Study material

↓

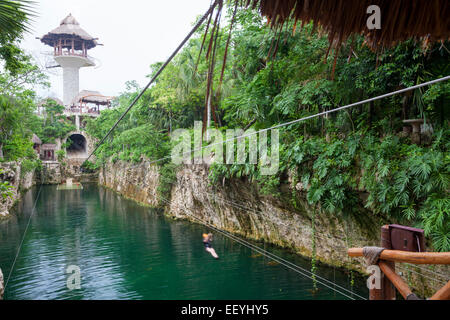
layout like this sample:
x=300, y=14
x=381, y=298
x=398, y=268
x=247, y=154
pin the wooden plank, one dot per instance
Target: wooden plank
x=406, y=256
x=398, y=282
x=388, y=287
x=443, y=293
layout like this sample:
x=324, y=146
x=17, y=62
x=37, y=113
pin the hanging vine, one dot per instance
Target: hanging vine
x=313, y=258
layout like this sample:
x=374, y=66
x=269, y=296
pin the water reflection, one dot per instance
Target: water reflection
x=126, y=251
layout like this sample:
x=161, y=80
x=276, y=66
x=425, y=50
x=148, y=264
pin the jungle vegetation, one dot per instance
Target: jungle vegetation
x=334, y=159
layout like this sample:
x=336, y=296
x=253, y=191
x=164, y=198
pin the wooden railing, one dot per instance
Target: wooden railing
x=386, y=263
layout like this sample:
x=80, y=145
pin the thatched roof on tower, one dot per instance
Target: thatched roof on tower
x=95, y=97
x=69, y=27
x=400, y=19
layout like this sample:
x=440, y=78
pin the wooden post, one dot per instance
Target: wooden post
x=387, y=286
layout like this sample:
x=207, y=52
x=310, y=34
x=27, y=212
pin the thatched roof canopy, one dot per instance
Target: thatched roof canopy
x=70, y=28
x=86, y=96
x=400, y=19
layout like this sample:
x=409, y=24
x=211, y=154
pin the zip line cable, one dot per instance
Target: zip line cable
x=286, y=263
x=282, y=124
x=263, y=214
x=199, y=23
x=23, y=237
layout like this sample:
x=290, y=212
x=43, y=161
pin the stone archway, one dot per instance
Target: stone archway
x=78, y=147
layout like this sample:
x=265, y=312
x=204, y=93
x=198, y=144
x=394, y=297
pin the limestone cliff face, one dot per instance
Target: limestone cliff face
x=19, y=181
x=137, y=182
x=237, y=206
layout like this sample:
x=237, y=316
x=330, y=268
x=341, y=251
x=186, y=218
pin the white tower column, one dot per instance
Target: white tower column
x=71, y=79
x=71, y=73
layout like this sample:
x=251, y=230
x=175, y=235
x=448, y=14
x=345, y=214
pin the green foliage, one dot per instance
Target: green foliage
x=14, y=22
x=5, y=187
x=89, y=167
x=334, y=159
x=29, y=165
x=61, y=154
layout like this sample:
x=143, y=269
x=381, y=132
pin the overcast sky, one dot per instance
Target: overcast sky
x=135, y=34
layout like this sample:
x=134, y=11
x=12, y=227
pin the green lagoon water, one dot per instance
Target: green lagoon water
x=126, y=251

↑

Problem details
Return the listing above word for word. Keep the images out.

Result for this exercise
layout like this sample:
x=300, y=14
x=381, y=298
x=398, y=268
x=247, y=154
pin the wooden plank, one dot per instance
Target: wooden plank
x=406, y=256
x=398, y=282
x=388, y=287
x=443, y=293
layout like this sample:
x=324, y=146
x=17, y=62
x=37, y=113
pin the hanging vine, one dot per instance
Target: hanging vine
x=313, y=258
layout like this sample:
x=374, y=66
x=269, y=296
pin the water reflection, one dot per instance
Target: water reflection
x=126, y=251
layout like this sample:
x=161, y=80
x=276, y=66
x=425, y=50
x=148, y=264
pin the jungle vegetation, one dot per instance
Target: jungle vegetation
x=334, y=159
layout like this sample:
x=336, y=296
x=253, y=191
x=164, y=198
pin the wooden railing, one dot per instance
Target: wooden railing
x=386, y=263
layout like this sample:
x=80, y=145
pin the thatched roof on tower, one dot per instance
Target: thatched roof on tower
x=95, y=97
x=69, y=27
x=400, y=19
layout like this sample:
x=440, y=78
pin the wooden post, one dot per instance
Target: wooden post
x=387, y=286
layout like this sample:
x=207, y=52
x=310, y=34
x=27, y=212
pin the thatched roof canopy, one dot per instance
Target: thatched roof canopy
x=70, y=28
x=86, y=96
x=400, y=19
layout like this sample:
x=409, y=24
x=211, y=154
pin the zip line cable, one dot per instance
Target: zip line cable
x=286, y=263
x=282, y=124
x=263, y=214
x=199, y=23
x=23, y=237
layout like this sample:
x=290, y=212
x=43, y=161
pin the stone archway, one dot per instance
Target: stone archway
x=78, y=147
layout like this sample:
x=265, y=312
x=204, y=93
x=198, y=144
x=394, y=297
pin the limestone cliff face, one dot per instance
Target: limestone cliff face
x=19, y=181
x=137, y=182
x=237, y=206
layout like this sample:
x=237, y=316
x=330, y=268
x=341, y=251
x=186, y=218
pin the white tower column, one dot per instance
Target: white tower column
x=71, y=79
x=71, y=73
layout like this sample:
x=251, y=230
x=175, y=235
x=448, y=14
x=345, y=214
pin the green foliage, one dot per instance
Target: green foliage
x=14, y=22
x=5, y=187
x=89, y=167
x=334, y=159
x=29, y=165
x=61, y=154
layout like this sample:
x=143, y=269
x=381, y=132
pin the overcast sky, one dot per instance
Target: overcast sky
x=135, y=34
layout like this sample:
x=134, y=11
x=12, y=227
pin the green lagoon water, one dot per instance
Target: green lagoon water
x=126, y=251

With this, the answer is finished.